Exercise aim:
Reproduce every entry exactly as shown.

A block of data
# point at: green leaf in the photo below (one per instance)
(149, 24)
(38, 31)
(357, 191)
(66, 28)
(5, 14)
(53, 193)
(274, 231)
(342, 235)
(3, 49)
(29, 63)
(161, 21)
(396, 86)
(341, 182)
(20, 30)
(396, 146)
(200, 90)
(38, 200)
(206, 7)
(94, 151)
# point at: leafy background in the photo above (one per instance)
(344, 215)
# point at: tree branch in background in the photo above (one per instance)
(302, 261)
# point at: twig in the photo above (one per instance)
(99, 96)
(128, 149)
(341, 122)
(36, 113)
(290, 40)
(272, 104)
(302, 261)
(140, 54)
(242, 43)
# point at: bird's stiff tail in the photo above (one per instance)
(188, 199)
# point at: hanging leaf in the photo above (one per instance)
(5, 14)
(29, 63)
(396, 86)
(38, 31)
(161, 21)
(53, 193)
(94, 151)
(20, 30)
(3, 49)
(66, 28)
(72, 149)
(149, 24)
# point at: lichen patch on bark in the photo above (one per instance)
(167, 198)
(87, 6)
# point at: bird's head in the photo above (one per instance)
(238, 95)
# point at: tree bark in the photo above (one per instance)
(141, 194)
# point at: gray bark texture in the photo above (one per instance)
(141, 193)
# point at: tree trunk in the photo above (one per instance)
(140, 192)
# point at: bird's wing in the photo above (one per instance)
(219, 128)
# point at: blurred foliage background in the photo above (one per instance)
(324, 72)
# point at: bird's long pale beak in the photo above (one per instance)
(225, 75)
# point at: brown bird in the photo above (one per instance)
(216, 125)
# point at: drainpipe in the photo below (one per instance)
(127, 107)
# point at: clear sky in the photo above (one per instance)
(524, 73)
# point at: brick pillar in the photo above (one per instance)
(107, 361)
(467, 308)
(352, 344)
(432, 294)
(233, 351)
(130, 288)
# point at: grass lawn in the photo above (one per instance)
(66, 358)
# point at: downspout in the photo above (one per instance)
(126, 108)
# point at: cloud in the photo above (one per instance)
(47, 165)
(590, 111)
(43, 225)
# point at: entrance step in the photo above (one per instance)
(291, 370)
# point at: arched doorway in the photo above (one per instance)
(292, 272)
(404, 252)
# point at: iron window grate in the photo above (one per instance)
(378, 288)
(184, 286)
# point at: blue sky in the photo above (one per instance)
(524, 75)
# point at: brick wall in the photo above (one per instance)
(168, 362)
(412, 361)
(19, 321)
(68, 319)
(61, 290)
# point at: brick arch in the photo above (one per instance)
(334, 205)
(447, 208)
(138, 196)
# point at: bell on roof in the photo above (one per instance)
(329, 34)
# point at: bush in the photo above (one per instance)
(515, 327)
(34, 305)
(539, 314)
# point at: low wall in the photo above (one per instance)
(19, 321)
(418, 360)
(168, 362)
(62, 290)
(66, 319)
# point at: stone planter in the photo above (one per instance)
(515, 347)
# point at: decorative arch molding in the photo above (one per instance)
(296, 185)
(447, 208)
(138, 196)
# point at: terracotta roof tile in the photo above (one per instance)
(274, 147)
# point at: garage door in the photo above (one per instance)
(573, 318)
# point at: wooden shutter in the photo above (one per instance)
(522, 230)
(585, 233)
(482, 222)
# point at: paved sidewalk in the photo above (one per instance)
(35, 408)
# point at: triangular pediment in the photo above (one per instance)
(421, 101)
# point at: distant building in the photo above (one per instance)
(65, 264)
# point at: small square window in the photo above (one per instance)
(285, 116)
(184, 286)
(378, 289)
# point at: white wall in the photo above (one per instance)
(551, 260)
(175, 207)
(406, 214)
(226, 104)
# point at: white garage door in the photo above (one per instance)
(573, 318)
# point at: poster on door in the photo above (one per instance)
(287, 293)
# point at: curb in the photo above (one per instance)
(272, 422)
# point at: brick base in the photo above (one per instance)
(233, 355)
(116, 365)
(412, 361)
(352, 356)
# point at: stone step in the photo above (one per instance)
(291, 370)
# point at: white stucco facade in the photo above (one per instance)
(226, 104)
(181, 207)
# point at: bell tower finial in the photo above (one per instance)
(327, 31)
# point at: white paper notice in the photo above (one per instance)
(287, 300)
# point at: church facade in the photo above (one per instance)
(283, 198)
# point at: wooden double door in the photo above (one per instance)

Exercise answer:
# point at: green leaf in the photo below (one per instance)
(149, 24)
(38, 31)
(357, 191)
(66, 28)
(5, 14)
(53, 193)
(274, 231)
(342, 235)
(3, 49)
(29, 63)
(161, 21)
(396, 86)
(341, 182)
(20, 30)
(396, 146)
(200, 90)
(38, 200)
(206, 7)
(94, 151)
# point at: leafy background in the photo above (one per instance)
(344, 215)
# point at: tree branch in background in the photo above (one per instance)
(302, 261)
# point at: twig in the photo above (one per instance)
(99, 96)
(128, 149)
(341, 122)
(36, 113)
(290, 40)
(272, 104)
(302, 261)
(140, 54)
(242, 43)
# point at: bird's stiff tail in the photo above (one per instance)
(188, 199)
# point at: hanging leaf in the photo above (one per instance)
(5, 14)
(29, 63)
(396, 86)
(38, 31)
(161, 21)
(53, 193)
(94, 151)
(20, 30)
(3, 49)
(66, 28)
(72, 149)
(149, 24)
# point at: lichen patch on bark in the photo above (one per instance)
(167, 198)
(87, 6)
# point at: bird's head in the photo above (one per instance)
(238, 95)
# point at: tree bark in the photo above (one per instance)
(141, 194)
# point at: gray bark texture in the photo above (one per instance)
(141, 193)
# point at: tree trunk in the photo above (one per instance)
(140, 192)
# point at: bird's wing in the photo above (one per instance)
(219, 128)
# point at: blurred foliage background in the photo above (one per instance)
(324, 72)
# point at: bird's long pale beak in the photo above (one per instance)
(225, 75)
# point at: brown bird in the photo above (one per instance)
(216, 125)
# point at: drainpipe in the photo below (one per instance)
(127, 107)
# point at: clear sky in the photo above (one per instance)
(524, 73)
# point at: brick pillar in the photo above (one per instance)
(107, 361)
(467, 308)
(352, 344)
(432, 294)
(233, 351)
(130, 288)
# point at: grass lawn in the photo above (one per instance)
(66, 358)
# point at: downspout in the photo above (one per instance)
(126, 108)
# point at: cloud in the photo above (one per instance)
(47, 165)
(590, 111)
(43, 225)
# point at: entrance step in the photo above (one per instance)
(291, 370)
# point at: arched doorway in the photo above (one per instance)
(292, 272)
(404, 252)
# point at: iron window grate in the photo above (one per instance)
(378, 288)
(184, 286)
# point at: blue sky in the photo above (one per instance)
(524, 75)
# point at: brick wall in the photo above (one per instance)
(168, 362)
(412, 361)
(19, 321)
(68, 319)
(61, 290)
# point at: brick arch in the photo above (one per instance)
(334, 205)
(447, 208)
(138, 196)
# point at: bell on roof in the photo above (one per instance)
(329, 34)
# point at: bush in the photo above (one per instance)
(515, 327)
(34, 305)
(539, 314)
# point at: low wall in the photo above (one per instance)
(19, 321)
(418, 360)
(168, 362)
(62, 290)
(66, 319)
# point at: stone planter in the photo above (one per instance)
(515, 347)
# point at: decorative arch molding in the photo above (one per instance)
(296, 185)
(447, 208)
(138, 196)
# point at: terracotta roof tile in the photo above (one per instance)
(274, 147)
# point at: garage door in the photo above (one per instance)
(573, 318)
# point at: wooden shutter in the photo above (one per instance)
(522, 230)
(585, 233)
(482, 222)
# point at: paved sidewalk in the photo above (one per instance)
(35, 408)
# point at: triangular pediment in the photo above (one per instance)
(421, 101)
# point at: distant building in the photo above (one per instance)
(65, 264)
# point at: small square window in the photo above (one per instance)
(285, 116)
(184, 286)
(378, 289)
# point at: white wall in the photo above (one per instance)
(551, 260)
(175, 207)
(406, 214)
(226, 104)
# point at: white garage door in the photo above (one per instance)
(573, 318)
# point at: poster on door in the photo above (one per instance)
(287, 293)
# point at: curb in the photo above (one per instance)
(272, 422)
# point at: brick base in the photo above (one per instance)
(233, 355)
(116, 365)
(412, 361)
(352, 356)
# point at: stone step in the photo above (one per instance)
(291, 370)
# point at: white stucco facade in the photo above (one per instance)
(226, 104)
(181, 207)
# point at: bell tower finial in the photo above (one per instance)
(327, 31)
# point at: white paper notice in the photo above (one per instance)
(287, 300)
# point at: church facade in the photo above (one per instance)
(283, 198)
# point at: wooden double door in the photo above (one per instance)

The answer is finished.